TASK TO CARRY OUT — Lift out each line of the data that holds "plaid".

+++

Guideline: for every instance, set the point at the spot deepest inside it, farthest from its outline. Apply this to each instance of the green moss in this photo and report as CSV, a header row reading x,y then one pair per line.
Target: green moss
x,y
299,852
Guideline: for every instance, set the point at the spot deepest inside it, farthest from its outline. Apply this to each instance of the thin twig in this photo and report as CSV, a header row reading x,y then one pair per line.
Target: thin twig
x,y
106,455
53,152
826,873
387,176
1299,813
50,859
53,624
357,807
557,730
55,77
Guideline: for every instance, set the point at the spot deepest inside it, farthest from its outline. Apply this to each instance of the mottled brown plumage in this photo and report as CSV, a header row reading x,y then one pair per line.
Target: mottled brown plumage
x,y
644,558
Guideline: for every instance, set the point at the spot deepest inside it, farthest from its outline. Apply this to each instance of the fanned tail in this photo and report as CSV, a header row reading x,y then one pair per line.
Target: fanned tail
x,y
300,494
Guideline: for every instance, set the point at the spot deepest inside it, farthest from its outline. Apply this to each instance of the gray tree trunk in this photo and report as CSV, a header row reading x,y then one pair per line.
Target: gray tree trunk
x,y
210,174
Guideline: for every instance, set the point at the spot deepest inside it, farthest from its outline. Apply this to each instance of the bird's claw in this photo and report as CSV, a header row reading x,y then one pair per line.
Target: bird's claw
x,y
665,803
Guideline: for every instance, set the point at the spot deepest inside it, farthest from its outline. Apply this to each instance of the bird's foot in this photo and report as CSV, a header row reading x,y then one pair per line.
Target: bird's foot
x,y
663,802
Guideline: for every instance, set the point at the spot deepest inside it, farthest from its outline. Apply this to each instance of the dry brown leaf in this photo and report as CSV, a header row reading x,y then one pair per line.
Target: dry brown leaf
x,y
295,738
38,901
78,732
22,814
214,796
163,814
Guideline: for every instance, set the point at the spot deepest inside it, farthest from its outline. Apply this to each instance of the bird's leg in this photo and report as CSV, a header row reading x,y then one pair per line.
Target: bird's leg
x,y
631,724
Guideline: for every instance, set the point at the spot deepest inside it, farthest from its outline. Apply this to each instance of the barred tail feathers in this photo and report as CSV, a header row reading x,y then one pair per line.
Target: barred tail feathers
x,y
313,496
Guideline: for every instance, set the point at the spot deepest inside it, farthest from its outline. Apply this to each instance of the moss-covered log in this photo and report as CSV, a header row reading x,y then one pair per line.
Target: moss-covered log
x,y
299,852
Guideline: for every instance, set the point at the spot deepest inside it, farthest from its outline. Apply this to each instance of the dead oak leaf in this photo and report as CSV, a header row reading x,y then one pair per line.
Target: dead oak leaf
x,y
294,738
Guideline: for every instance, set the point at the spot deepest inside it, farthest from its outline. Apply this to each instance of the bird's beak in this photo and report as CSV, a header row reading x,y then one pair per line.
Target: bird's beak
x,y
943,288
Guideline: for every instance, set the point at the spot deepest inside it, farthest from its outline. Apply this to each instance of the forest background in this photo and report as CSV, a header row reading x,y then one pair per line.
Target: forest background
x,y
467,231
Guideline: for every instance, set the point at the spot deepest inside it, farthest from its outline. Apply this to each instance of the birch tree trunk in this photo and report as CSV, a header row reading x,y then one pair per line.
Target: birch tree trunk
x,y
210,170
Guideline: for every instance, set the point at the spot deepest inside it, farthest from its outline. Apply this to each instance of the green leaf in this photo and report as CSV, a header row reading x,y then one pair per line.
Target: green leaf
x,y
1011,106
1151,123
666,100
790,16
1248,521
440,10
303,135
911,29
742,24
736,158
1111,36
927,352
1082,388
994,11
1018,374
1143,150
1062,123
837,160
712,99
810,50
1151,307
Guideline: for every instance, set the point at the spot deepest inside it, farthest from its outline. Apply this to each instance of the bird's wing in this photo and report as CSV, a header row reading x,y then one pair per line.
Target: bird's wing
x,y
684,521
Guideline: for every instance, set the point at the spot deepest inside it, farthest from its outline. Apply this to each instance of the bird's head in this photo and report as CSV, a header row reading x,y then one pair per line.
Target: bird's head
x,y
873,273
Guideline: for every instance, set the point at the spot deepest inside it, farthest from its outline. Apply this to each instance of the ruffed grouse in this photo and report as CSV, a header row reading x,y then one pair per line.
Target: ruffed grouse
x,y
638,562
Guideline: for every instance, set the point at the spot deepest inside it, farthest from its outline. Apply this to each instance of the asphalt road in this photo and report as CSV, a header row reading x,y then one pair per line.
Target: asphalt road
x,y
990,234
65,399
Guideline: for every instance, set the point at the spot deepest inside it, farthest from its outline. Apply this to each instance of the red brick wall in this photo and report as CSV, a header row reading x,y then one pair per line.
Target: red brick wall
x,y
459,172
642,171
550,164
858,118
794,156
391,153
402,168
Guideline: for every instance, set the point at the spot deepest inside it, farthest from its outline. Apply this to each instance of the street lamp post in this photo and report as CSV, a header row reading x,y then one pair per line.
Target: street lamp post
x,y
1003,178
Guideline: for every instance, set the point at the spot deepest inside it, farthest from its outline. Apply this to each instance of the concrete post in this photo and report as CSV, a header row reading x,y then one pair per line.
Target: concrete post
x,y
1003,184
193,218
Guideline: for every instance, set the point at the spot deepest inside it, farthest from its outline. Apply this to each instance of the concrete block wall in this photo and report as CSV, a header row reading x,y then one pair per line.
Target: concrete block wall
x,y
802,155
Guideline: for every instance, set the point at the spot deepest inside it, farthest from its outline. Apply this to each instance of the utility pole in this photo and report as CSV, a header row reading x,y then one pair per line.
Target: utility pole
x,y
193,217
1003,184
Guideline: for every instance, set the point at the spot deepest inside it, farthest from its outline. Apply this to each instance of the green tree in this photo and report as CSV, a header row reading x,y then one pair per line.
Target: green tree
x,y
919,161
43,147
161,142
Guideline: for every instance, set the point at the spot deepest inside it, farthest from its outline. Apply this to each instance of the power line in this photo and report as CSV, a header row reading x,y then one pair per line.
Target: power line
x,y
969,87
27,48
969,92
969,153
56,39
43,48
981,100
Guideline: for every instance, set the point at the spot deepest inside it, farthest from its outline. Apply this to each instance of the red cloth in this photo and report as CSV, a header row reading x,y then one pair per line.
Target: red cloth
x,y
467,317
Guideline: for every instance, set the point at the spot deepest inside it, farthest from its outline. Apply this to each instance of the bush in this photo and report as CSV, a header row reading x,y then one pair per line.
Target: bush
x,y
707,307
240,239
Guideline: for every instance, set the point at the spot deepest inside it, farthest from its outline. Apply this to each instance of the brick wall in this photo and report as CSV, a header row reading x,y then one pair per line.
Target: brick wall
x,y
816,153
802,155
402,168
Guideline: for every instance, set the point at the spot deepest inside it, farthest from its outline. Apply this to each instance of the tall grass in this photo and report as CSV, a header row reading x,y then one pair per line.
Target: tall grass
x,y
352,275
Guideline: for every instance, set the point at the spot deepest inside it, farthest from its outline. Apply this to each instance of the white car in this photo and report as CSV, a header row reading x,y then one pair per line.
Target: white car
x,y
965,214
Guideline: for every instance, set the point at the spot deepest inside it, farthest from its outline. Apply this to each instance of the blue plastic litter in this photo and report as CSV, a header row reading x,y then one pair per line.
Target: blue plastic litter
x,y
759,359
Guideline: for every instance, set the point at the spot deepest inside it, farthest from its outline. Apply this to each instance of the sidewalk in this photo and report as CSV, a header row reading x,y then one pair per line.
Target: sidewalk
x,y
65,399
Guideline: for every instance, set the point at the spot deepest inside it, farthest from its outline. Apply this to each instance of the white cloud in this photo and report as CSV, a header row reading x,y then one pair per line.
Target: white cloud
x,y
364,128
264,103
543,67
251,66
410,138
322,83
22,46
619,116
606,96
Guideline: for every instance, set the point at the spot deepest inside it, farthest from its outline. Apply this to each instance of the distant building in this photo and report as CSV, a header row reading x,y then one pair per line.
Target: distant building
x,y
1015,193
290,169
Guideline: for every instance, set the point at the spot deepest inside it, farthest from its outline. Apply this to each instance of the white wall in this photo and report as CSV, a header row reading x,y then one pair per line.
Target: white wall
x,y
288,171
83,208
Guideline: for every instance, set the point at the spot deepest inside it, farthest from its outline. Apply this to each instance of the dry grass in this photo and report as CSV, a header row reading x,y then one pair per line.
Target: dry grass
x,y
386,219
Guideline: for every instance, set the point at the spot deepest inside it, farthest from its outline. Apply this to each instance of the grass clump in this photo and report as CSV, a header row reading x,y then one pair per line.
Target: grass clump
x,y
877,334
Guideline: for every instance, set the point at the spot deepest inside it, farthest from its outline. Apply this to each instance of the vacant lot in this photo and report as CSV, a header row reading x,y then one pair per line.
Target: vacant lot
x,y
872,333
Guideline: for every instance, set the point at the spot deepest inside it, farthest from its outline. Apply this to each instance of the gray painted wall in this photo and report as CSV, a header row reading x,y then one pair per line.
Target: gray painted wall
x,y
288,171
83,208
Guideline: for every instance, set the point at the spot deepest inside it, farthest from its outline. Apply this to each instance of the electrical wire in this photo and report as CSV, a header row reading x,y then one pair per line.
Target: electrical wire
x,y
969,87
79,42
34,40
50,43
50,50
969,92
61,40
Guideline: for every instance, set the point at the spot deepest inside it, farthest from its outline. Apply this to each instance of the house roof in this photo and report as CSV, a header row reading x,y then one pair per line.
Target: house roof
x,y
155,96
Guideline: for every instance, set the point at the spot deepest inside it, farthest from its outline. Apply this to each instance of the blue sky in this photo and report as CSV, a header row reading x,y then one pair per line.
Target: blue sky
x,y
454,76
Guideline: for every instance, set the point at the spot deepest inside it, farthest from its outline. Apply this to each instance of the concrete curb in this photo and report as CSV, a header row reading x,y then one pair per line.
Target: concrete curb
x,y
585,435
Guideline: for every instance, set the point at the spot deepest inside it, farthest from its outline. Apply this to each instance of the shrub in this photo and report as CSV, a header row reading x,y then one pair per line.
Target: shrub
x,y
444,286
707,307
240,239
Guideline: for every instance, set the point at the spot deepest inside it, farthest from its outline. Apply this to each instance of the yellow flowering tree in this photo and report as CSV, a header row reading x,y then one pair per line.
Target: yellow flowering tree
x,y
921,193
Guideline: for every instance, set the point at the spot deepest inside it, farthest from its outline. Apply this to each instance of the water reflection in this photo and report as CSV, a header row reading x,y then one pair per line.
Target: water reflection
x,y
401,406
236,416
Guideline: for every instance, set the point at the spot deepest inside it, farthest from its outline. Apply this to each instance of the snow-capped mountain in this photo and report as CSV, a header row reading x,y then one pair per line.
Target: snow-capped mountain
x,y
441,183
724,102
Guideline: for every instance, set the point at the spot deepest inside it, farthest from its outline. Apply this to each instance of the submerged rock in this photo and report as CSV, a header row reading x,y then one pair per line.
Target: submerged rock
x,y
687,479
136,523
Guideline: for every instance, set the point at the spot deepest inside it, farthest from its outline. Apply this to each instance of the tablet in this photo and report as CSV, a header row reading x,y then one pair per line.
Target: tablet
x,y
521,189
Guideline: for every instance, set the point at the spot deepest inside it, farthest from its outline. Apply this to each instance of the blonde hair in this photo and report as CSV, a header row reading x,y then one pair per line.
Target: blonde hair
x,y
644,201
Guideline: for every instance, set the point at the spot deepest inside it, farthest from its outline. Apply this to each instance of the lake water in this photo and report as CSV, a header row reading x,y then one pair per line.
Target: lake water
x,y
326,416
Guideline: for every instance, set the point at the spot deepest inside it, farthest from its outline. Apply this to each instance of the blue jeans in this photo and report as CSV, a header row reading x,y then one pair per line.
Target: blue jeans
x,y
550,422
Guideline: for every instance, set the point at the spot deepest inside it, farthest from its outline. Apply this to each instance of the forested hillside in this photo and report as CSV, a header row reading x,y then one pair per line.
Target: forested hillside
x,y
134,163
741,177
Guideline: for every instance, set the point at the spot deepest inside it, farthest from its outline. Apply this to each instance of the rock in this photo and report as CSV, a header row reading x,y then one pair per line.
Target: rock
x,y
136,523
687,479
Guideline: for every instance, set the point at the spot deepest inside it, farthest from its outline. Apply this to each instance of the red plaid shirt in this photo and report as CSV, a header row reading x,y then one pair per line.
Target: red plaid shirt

+++

RESPONSE BELOW —
Guideline: for every instance, set the point at the spot deepest inside it, farthest from its outline. Apply this to each instance of the red plaid shirt in this photo and report as CSV, a header row reading x,y then one pair per line.
Target: red plaid shirt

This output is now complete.